Reading text:
--- begin ---
January 31, 2011

Exploring the Gray Areas

I have ideas for several posts about topics I've seen in the news over and over again in the last few years.  I believe our media does us a great disservice when they feed us biased, panic-inducing stories about the next big killer compound.  We accept what we are told as fact when there is actually a lot of gray in between the two sides.  I think Zero Tolerance is just an excuse to have Zero Common Sense, so I hope to be able to shine just a little bit of light in those gray areas and learn something myself while I'm at it.  Many of the topics are food related and are of particular interest to me after a lifelong love of food and cooking, a college education in Food Science, and as a mother in charge of (most of*) my daughter's diet.  I do not present myself as any kind of expert, only someone interested in looking at both sides of the story, trying to make some sense of it and sharing what I find.

It seems that the more health concious we get, the more horror stories there are about our food.  Over the years, as we changed from farmers to businessmen living packed together in bulging metropolises, the practice of preparing the yearly smoked pig, canning vegetables from the garden and making fruit preserves to get through the winter became obsolete.  Factories popped up to create foods that could live on a shelf long enough for the city folks to eat and food preservation on a mass scale was born.
--- end ---
Pointing and labeling entries:
--- begin ---
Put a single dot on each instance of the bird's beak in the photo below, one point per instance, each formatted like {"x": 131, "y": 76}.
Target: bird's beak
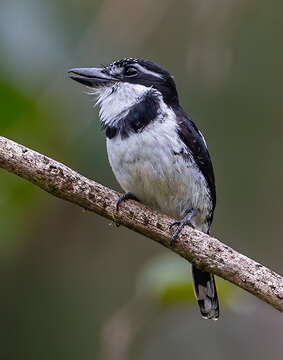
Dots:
{"x": 93, "y": 77}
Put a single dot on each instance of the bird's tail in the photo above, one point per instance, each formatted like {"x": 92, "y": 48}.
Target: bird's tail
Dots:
{"x": 206, "y": 294}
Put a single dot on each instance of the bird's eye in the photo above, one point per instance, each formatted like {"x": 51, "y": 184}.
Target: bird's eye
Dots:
{"x": 130, "y": 71}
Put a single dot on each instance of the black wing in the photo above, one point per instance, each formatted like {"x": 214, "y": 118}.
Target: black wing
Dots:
{"x": 193, "y": 139}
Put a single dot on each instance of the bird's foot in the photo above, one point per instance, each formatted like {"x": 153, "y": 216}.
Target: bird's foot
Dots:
{"x": 181, "y": 224}
{"x": 124, "y": 197}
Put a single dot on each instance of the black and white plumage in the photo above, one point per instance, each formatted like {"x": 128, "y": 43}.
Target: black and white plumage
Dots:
{"x": 155, "y": 150}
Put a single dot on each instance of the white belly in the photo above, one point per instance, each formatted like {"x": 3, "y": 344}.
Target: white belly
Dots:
{"x": 146, "y": 165}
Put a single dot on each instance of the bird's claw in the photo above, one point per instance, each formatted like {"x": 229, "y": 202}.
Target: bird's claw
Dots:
{"x": 181, "y": 224}
{"x": 125, "y": 197}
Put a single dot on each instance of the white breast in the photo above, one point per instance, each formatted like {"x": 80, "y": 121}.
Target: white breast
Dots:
{"x": 147, "y": 165}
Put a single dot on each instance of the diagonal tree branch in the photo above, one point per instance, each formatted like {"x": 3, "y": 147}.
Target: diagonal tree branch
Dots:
{"x": 203, "y": 251}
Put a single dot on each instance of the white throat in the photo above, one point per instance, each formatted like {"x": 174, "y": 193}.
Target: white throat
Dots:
{"x": 116, "y": 101}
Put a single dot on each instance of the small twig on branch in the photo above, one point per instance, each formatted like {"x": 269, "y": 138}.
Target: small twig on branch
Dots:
{"x": 205, "y": 252}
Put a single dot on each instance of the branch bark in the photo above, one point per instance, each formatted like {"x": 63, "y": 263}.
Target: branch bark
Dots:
{"x": 205, "y": 252}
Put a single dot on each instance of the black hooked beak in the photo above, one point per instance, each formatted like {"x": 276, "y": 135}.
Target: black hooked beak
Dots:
{"x": 93, "y": 77}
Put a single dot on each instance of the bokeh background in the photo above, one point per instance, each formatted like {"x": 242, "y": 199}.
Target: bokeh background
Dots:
{"x": 73, "y": 286}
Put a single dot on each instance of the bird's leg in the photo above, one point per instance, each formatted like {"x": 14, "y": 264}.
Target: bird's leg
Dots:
{"x": 181, "y": 224}
{"x": 125, "y": 197}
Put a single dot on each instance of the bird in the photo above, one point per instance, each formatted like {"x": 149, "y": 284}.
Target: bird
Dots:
{"x": 156, "y": 152}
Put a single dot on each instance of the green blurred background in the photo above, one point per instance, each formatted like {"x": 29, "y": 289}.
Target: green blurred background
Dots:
{"x": 73, "y": 286}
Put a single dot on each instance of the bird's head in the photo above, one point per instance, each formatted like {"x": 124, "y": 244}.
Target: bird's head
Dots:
{"x": 122, "y": 84}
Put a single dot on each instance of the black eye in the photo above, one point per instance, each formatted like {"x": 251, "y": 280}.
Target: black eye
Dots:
{"x": 130, "y": 71}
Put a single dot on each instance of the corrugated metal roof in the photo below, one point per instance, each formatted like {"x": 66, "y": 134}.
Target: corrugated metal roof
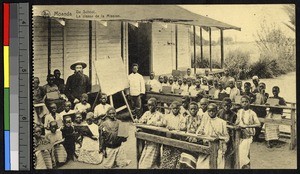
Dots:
{"x": 140, "y": 13}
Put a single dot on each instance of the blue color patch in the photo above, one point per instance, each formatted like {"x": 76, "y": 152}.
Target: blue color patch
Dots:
{"x": 7, "y": 150}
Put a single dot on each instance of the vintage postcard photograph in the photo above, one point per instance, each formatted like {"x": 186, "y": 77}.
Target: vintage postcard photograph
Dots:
{"x": 164, "y": 86}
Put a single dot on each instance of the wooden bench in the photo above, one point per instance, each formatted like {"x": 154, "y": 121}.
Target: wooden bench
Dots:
--- end ---
Objectives:
• a. According to the blog post, which home food practices became obsolete as people moved from farms into cities? List each one.
• b. In the blog post, what subject does the writer say they studied in college?
The entries are separate from the blog post and not connected to it.

Answer set:
• a.
- Preparing the yearly smoked pig
- Canning vegetables from the garden
- Making fruit preserves to get through the winter

• b. Food Science.